◆ **Records for the task**:
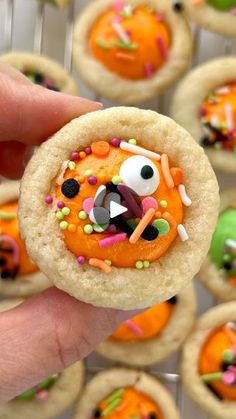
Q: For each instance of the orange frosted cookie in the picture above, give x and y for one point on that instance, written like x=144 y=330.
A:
x=129 y=51
x=115 y=204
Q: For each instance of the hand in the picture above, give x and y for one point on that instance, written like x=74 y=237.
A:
x=50 y=331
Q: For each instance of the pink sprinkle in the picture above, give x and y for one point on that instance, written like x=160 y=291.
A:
x=116 y=142
x=88 y=205
x=81 y=260
x=74 y=155
x=42 y=395
x=108 y=241
x=149 y=70
x=163 y=48
x=60 y=204
x=49 y=199
x=149 y=202
x=134 y=327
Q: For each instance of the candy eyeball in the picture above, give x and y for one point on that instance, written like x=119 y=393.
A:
x=140 y=174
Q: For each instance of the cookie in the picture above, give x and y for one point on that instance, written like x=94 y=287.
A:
x=218 y=272
x=42 y=70
x=130 y=51
x=214 y=15
x=106 y=198
x=153 y=335
x=122 y=393
x=19 y=276
x=208 y=363
x=205 y=104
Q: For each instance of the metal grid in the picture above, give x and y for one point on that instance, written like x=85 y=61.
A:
x=8 y=14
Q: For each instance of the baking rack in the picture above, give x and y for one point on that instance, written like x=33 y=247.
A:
x=213 y=46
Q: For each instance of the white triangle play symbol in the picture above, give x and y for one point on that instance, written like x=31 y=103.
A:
x=116 y=209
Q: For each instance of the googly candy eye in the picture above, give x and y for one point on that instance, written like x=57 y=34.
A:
x=140 y=174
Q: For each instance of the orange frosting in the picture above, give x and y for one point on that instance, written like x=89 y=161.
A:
x=130 y=402
x=145 y=33
x=123 y=253
x=151 y=323
x=10 y=227
x=211 y=359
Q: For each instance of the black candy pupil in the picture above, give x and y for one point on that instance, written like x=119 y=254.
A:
x=147 y=172
x=70 y=188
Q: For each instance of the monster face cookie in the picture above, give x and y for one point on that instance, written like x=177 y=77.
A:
x=218 y=272
x=113 y=194
x=205 y=104
x=154 y=334
x=215 y=15
x=19 y=276
x=42 y=71
x=122 y=393
x=209 y=360
x=129 y=51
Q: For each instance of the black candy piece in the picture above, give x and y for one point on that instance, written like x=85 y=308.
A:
x=150 y=233
x=70 y=188
x=147 y=172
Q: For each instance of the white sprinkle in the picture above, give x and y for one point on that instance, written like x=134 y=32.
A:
x=120 y=32
x=229 y=116
x=139 y=150
x=182 y=233
x=184 y=197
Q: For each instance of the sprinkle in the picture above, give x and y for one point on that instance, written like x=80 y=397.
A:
x=162 y=47
x=115 y=238
x=130 y=201
x=65 y=211
x=182 y=233
x=139 y=150
x=184 y=197
x=115 y=142
x=98 y=263
x=100 y=148
x=116 y=180
x=63 y=225
x=134 y=327
x=92 y=180
x=88 y=172
x=60 y=204
x=166 y=171
x=48 y=199
x=88 y=204
x=141 y=226
x=82 y=215
x=81 y=260
x=88 y=229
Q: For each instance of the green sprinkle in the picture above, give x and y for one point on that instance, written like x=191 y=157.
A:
x=82 y=215
x=7 y=216
x=162 y=226
x=132 y=141
x=116 y=180
x=125 y=45
x=88 y=172
x=139 y=264
x=59 y=215
x=65 y=211
x=63 y=225
x=102 y=44
x=163 y=203
x=71 y=165
x=88 y=229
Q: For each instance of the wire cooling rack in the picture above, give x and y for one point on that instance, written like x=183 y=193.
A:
x=34 y=26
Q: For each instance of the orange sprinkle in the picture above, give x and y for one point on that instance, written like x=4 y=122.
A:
x=100 y=148
x=166 y=171
x=142 y=225
x=98 y=263
x=177 y=175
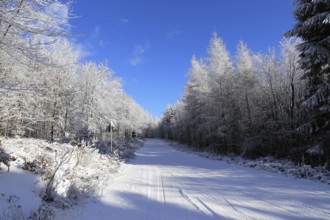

◆ **What this task involves**:
From the entries above, collect every line with the string "rack" in it.

◆ **Answer to the problem**:
Q: For each instance of the baking rack in the picture above, give x and y for one point on that instance, written like x=33 y=247.
Q: For each instance of the wire cooling rack in the picture above, give x and y for one point on that instance, written like x=183 y=193.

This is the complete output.